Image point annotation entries
════

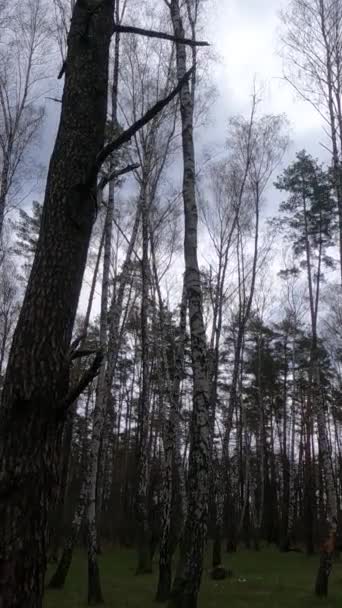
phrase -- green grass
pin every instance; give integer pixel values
(261, 580)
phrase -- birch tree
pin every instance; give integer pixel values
(23, 68)
(311, 203)
(37, 392)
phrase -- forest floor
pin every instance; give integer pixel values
(261, 580)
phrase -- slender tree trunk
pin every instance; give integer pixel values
(328, 543)
(59, 577)
(37, 381)
(171, 462)
(187, 584)
(144, 565)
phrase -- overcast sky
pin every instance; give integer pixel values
(245, 36)
(245, 33)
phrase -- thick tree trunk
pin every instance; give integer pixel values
(37, 379)
(187, 584)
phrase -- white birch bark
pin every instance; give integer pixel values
(187, 586)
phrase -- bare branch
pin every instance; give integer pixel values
(115, 174)
(130, 132)
(127, 29)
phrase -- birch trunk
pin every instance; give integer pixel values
(37, 379)
(187, 584)
(144, 565)
(59, 577)
(94, 585)
(171, 461)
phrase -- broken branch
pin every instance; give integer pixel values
(128, 29)
(87, 377)
(115, 174)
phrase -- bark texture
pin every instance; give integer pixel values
(37, 379)
(188, 580)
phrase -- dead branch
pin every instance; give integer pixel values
(127, 29)
(83, 352)
(115, 174)
(87, 377)
(132, 130)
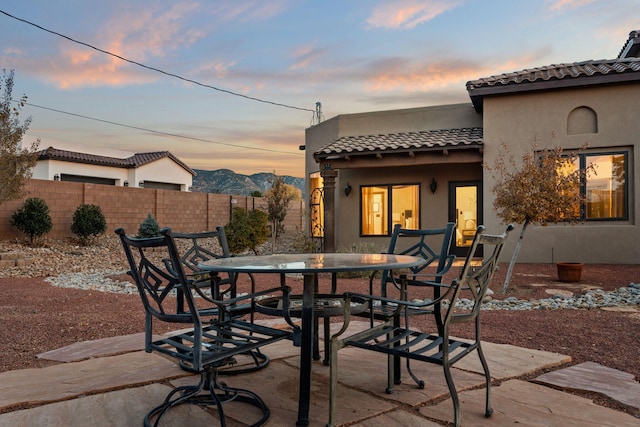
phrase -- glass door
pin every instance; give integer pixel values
(465, 209)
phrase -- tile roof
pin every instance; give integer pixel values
(556, 76)
(402, 142)
(134, 161)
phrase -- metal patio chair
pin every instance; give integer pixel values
(202, 246)
(432, 244)
(210, 335)
(396, 338)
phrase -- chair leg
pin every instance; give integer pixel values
(488, 410)
(327, 340)
(218, 394)
(333, 383)
(453, 393)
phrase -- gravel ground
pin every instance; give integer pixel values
(38, 317)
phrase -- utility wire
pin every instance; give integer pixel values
(156, 69)
(158, 132)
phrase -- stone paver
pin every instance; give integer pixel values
(592, 376)
(120, 390)
(507, 361)
(102, 347)
(122, 408)
(53, 383)
(526, 404)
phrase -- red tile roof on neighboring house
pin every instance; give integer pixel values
(402, 142)
(134, 161)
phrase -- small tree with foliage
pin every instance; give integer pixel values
(33, 219)
(88, 222)
(247, 230)
(149, 227)
(16, 163)
(278, 198)
(544, 188)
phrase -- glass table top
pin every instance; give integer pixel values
(311, 263)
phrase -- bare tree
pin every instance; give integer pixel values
(278, 198)
(544, 188)
(16, 162)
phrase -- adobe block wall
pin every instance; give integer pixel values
(127, 207)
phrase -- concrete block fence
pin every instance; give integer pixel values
(128, 206)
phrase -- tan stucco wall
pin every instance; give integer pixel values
(519, 120)
(434, 207)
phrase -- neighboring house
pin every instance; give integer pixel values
(423, 167)
(161, 169)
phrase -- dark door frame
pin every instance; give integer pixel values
(452, 212)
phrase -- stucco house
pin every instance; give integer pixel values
(160, 169)
(422, 167)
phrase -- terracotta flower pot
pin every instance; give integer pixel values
(569, 271)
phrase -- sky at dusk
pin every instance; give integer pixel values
(234, 84)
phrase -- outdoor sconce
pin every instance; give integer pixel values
(433, 186)
(347, 189)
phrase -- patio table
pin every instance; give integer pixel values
(309, 265)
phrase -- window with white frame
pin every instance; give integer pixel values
(604, 187)
(384, 206)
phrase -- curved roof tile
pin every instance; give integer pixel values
(402, 142)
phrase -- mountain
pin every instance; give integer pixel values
(225, 181)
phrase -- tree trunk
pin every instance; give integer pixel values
(514, 257)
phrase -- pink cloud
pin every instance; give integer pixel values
(135, 34)
(408, 13)
(568, 4)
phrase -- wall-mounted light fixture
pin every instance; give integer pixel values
(433, 186)
(347, 189)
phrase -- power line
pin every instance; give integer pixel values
(155, 69)
(158, 132)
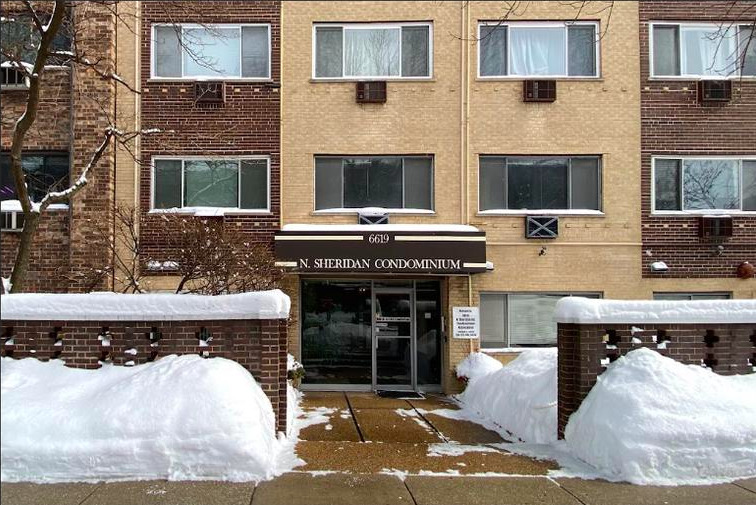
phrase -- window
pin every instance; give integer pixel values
(539, 182)
(393, 182)
(702, 50)
(211, 51)
(693, 184)
(367, 50)
(692, 296)
(45, 172)
(558, 49)
(513, 320)
(20, 39)
(225, 183)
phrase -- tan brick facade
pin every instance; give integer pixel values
(456, 117)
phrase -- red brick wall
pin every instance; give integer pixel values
(257, 345)
(75, 109)
(725, 348)
(673, 123)
(247, 124)
(49, 259)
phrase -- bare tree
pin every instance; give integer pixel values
(208, 256)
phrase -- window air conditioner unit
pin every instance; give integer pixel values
(715, 227)
(209, 92)
(541, 226)
(714, 91)
(372, 218)
(13, 79)
(539, 91)
(12, 221)
(371, 92)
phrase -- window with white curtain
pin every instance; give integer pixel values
(211, 182)
(717, 50)
(372, 50)
(703, 184)
(542, 49)
(220, 51)
(520, 319)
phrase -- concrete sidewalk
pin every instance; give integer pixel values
(372, 451)
(355, 489)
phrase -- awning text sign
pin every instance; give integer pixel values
(384, 252)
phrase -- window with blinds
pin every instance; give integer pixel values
(520, 319)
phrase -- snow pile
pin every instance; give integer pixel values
(519, 398)
(651, 420)
(272, 304)
(574, 309)
(179, 418)
(477, 364)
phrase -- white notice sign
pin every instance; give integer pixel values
(466, 322)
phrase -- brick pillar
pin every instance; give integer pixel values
(273, 366)
(93, 105)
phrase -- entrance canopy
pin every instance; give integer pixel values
(382, 248)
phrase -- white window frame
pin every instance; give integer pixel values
(687, 77)
(541, 24)
(183, 159)
(546, 212)
(356, 210)
(691, 294)
(697, 212)
(208, 77)
(369, 26)
(508, 320)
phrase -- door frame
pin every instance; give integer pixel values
(410, 292)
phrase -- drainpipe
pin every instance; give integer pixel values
(463, 77)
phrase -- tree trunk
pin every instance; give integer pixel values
(21, 265)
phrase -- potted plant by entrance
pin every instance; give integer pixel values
(295, 371)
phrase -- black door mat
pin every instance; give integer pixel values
(403, 395)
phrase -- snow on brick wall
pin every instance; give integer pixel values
(578, 310)
(272, 304)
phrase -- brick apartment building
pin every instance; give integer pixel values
(215, 98)
(698, 147)
(76, 106)
(513, 170)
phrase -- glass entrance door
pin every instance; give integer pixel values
(393, 339)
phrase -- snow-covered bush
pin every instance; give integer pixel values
(651, 420)
(519, 398)
(179, 418)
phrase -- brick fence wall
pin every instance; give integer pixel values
(257, 345)
(585, 349)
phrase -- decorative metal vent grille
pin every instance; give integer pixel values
(714, 91)
(371, 92)
(372, 218)
(541, 227)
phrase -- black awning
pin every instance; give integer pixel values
(382, 249)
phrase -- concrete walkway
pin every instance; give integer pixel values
(372, 451)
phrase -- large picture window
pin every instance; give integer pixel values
(521, 319)
(370, 50)
(45, 172)
(221, 183)
(704, 184)
(550, 49)
(540, 183)
(211, 51)
(702, 50)
(392, 182)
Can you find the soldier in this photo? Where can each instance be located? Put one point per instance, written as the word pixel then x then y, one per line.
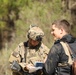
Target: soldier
pixel 24 57
pixel 57 62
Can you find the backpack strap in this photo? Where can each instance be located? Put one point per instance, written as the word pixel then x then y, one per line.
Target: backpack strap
pixel 68 52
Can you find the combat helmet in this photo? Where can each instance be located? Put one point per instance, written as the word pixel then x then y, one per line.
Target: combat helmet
pixel 35 33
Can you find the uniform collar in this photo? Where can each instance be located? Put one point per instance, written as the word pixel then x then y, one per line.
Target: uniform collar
pixel 67 38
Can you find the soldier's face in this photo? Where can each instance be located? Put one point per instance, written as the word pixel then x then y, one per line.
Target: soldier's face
pixel 33 42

════

> **To do**
Update all the entries above by changing every "birch" to "aspen" and keeping everything else the same. Leave the pictures out of your answer.

> **The answer**
phrase -- green grass
pin every instance; give integer pixel values
(261, 580)
phrase -- aspen tree
pin every instance; give integer pixel values
(23, 68)
(311, 203)
(37, 392)
phrase -- forest floor
pin every instance; give integer pixel values
(261, 580)
phrase -- slender tree trunk
pin every instance; give integer pixel values
(328, 543)
(59, 577)
(37, 381)
(171, 462)
(187, 584)
(144, 565)
phrase -- overcast sky
pin every instance; give integer pixel values
(245, 36)
(245, 33)
phrase -- thick tree trunk
pin every instance; give integer pixel values
(37, 379)
(187, 584)
phrase -- white aspen bark
pin every instance; give integer pixel values
(187, 586)
phrase -- bare branch
pin every instance; give integer pixel values
(115, 174)
(130, 132)
(127, 29)
phrase -- aspen trunk
pin every instance; give integer pixel values
(37, 379)
(187, 584)
(144, 565)
(59, 577)
(94, 585)
(171, 461)
phrase -- broken branch
pin every instance; give integer pixel values
(128, 29)
(87, 377)
(115, 174)
phrase -- bark texture
pin every instance; give integer pixel values
(37, 379)
(188, 580)
phrase -- dead branch
pin every instance; give integer pixel values
(127, 29)
(83, 352)
(115, 174)
(87, 377)
(132, 130)
phrase -- glass door
pin every instance; give integer pixel values
(465, 209)
phrase -- tile roof
pin every instance; give integer pixel values
(556, 76)
(402, 142)
(134, 161)
phrase -- metal patio chair
pin every instance; give integer pixel values
(202, 246)
(432, 244)
(210, 335)
(396, 338)
phrase -- chair leg
pin every instance; give integer pixel values
(488, 410)
(327, 340)
(218, 394)
(333, 383)
(453, 393)
phrase -- gravel ground
pin every instance; give integer pixel values
(38, 317)
phrase -- utility wire
pin every instance; give integer pixel values
(156, 69)
(158, 132)
phrase -- stone paver
pin every instance; give integer pixel values
(592, 376)
(120, 390)
(507, 361)
(102, 347)
(122, 408)
(53, 383)
(526, 404)
phrase -- red tile roof on neighboring house
pin every instance; give integer pixel values
(402, 142)
(134, 161)
phrase -- small tree with foliage
pin every instance; give integer pixel values
(33, 219)
(88, 222)
(247, 230)
(149, 227)
(16, 163)
(278, 198)
(544, 188)
phrase -- glass table top
pin every instance; give integer pixel values
(311, 263)
phrase -- bare tree
pin every instance; give integer pixel values
(278, 198)
(544, 188)
(16, 162)
phrase -- adobe block wall
pin every instance; give integer pixel values
(127, 207)
phrase -- concrete block fence
pin every instance; give integer pixel values
(128, 206)
phrase -- tan stucco wall
pin every instance; give integer pixel values
(519, 120)
(434, 207)
phrase -- neighboring house
pin every instance; give integer pixel values
(423, 167)
(161, 169)
phrase -- dark door frame
pin every instance; give integer pixel values
(452, 212)
phrase -- stucco house
pin every instance; give integer pixel values
(160, 169)
(422, 167)
phrase -- terracotta flower pot
pin every instance; give integer pixel values
(569, 271)
phrase -- sky at dusk
pin every instance; give integer pixel values
(234, 84)
phrase -- outdoor sconce
pin every instance; give integer pixel values
(433, 186)
(347, 189)
phrase -- patio table
pin every instance; give integer pixel values
(309, 265)
phrase -- window with white frame
pin every instance; give integer pixel values
(604, 187)
(384, 206)
phrase -- curved roof tile
pin every instance; give integer pixel values
(402, 142)
phrase -- mountain
pin every instance; give integer pixel values
(225, 181)
phrase -- tree trunk
pin every instance; give integer pixel values
(514, 257)
phrase -- pink cloud
pin every instance; give integer pixel values
(135, 34)
(408, 13)
(568, 4)
phrase -- wall-mounted light fixture
pin every instance; give integer pixel values
(433, 186)
(347, 189)
phrase -- power line
pin every instance; give integer pixel values
(155, 69)
(158, 132)
phrase -- window
pin every instance; give integer pixel values
(539, 182)
(393, 182)
(702, 50)
(211, 51)
(693, 184)
(367, 50)
(692, 296)
(45, 172)
(558, 49)
(513, 320)
(20, 39)
(225, 183)
phrase -- tan brick facade
pin every instance; give integer pixel values
(456, 117)
phrase -- red brick wall
pin every instance; give integer pixel values
(257, 345)
(75, 109)
(725, 348)
(673, 123)
(247, 124)
(49, 259)
phrase -- bare tree
pin every instance; give integer pixel values
(208, 256)
phrase -- window air conditioner unit
pin every instance; give integer pixel values
(715, 227)
(209, 92)
(541, 226)
(714, 91)
(372, 218)
(13, 79)
(539, 91)
(12, 221)
(371, 92)
phrase -- window with white curtain
pin every instance; give integer pixel values
(211, 182)
(717, 50)
(372, 50)
(703, 184)
(542, 49)
(220, 51)
(520, 319)
phrase -- concrete sidewalk
pin every instance; give integer pixel values
(372, 451)
(355, 489)
phrase -- awning text sign
pin every instance; give integer pixel values
(384, 252)
phrase -- window with blinds
pin every instance; give integer pixel values
(520, 319)
phrase -- snow pile
pin every instance; give integer pixel values
(519, 398)
(651, 420)
(272, 304)
(574, 309)
(179, 418)
(477, 364)
phrase -- white notice sign
pin every instance; give integer pixel values
(466, 322)
phrase -- brick pillar
pin every instance; give integer pixel values
(273, 366)
(93, 105)
phrase -- entrance canopy
pin every instance; give integer pixel values
(382, 248)
phrase -- white window frame
pin every instance; give integer pixel values
(687, 77)
(541, 24)
(183, 159)
(546, 212)
(356, 210)
(691, 294)
(697, 212)
(208, 77)
(369, 26)
(508, 320)
phrase -- door frame
pin every instance; give integer pixel values
(410, 292)
phrase -- drainpipe
pin every instance; give integer pixel values
(463, 77)
phrase -- tree trunk
pin every instance; give integer pixel values
(21, 265)
phrase -- potted plant by entrance
pin every instance; give integer pixel values
(295, 371)
phrase -- black door mat
pin every instance; give integer pixel values
(403, 395)
phrase -- snow on brick wall
pin every instance; give integer pixel values
(578, 310)
(272, 304)
phrase -- brick apartment building
pin every instance; give integer pixel values
(215, 98)
(698, 147)
(76, 106)
(513, 170)
phrase -- glass entrance door
pin every instance; give integer pixel values
(393, 339)
phrase -- snow-covered bush
pin every instance; give integer pixel values
(651, 420)
(519, 398)
(179, 418)
phrase -- brick fence wall
pin every instance; give integer pixel values
(257, 345)
(585, 349)
phrase -- decorative metal vent grille
pin every instance; give integer pixel values
(714, 91)
(371, 92)
(372, 218)
(541, 227)
phrase -- black awning
pin every instance; give integer pixel values
(382, 249)
phrase -- concrete walkway
pin every instance; give integer pixel values
(372, 451)
phrase -- large picture window
pin every instance; give integer pixel values
(521, 319)
(370, 50)
(45, 172)
(221, 183)
(704, 184)
(550, 49)
(540, 183)
(211, 51)
(702, 50)
(392, 182)
Can you find the soldier in this photo? Where can each instance be located? Put one point per instance, written as the word pixel then x then y, one per line.
Target: soldier
pixel 24 57
pixel 57 62
Can you find the backpack strap in this photo? Where can each instance be located? Put one point per instance, written as the word pixel then x then y, one per line.
Target: backpack strap
pixel 68 52
Can you find the combat helmet in this photo? Where can each instance be located? Put one point per instance, written as the word pixel then x then y, one per line.
Target: combat helmet
pixel 35 33
Can you find the uniform collar in this photo? Where can each instance be located? Put one point per instance, written as the word pixel then x then y, one per line.
Target: uniform collar
pixel 67 38
Can you find the soldier's face in this photo? Where can each instance be located? Put one point per instance, written as the word pixel then x then y, one per line.
Target: soldier's face
pixel 33 42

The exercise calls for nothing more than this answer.